--- Begin ENTRIES SHOWN ---

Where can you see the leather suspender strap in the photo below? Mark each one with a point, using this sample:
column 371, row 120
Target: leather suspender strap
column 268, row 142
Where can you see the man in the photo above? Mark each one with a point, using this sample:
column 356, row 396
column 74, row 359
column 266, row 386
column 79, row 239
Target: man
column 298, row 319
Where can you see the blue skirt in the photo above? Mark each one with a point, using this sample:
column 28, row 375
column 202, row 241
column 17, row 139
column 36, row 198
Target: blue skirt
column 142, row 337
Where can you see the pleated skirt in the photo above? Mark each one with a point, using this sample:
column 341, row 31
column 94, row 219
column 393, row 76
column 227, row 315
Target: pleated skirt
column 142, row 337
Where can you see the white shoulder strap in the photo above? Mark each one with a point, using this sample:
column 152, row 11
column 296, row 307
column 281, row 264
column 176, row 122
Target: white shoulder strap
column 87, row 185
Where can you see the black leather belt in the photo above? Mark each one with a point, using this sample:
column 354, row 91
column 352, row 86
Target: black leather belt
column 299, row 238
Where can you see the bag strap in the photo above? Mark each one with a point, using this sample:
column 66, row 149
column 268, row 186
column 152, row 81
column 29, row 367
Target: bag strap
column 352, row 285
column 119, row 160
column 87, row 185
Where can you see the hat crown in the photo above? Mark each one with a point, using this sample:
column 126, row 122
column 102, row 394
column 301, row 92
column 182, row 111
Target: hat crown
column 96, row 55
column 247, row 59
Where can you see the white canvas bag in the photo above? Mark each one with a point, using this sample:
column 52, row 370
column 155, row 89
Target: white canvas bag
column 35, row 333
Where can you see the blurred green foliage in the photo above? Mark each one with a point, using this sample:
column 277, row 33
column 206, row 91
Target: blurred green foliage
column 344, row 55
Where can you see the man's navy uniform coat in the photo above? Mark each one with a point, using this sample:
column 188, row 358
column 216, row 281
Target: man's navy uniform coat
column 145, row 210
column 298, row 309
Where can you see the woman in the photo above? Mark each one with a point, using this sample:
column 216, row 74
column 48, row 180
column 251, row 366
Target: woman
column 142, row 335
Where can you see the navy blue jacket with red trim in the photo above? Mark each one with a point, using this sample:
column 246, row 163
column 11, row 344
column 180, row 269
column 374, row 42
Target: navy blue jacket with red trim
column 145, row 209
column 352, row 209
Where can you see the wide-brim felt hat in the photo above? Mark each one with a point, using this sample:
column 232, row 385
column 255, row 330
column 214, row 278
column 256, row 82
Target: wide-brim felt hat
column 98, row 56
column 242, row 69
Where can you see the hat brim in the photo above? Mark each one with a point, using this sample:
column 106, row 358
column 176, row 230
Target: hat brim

--- End ENTRIES SHOWN ---

PROBLEM TO SOLVE >>
Reproduce the records above word for word, starting at the very first line and ending at the line that contains "column 268, row 142", with both of those lines included.

THE RESULT >>
Where can you see the leather suspender strap in the photo below? Mark each one with a point, using this sample:
column 371, row 120
Target: leather suspender strap
column 268, row 142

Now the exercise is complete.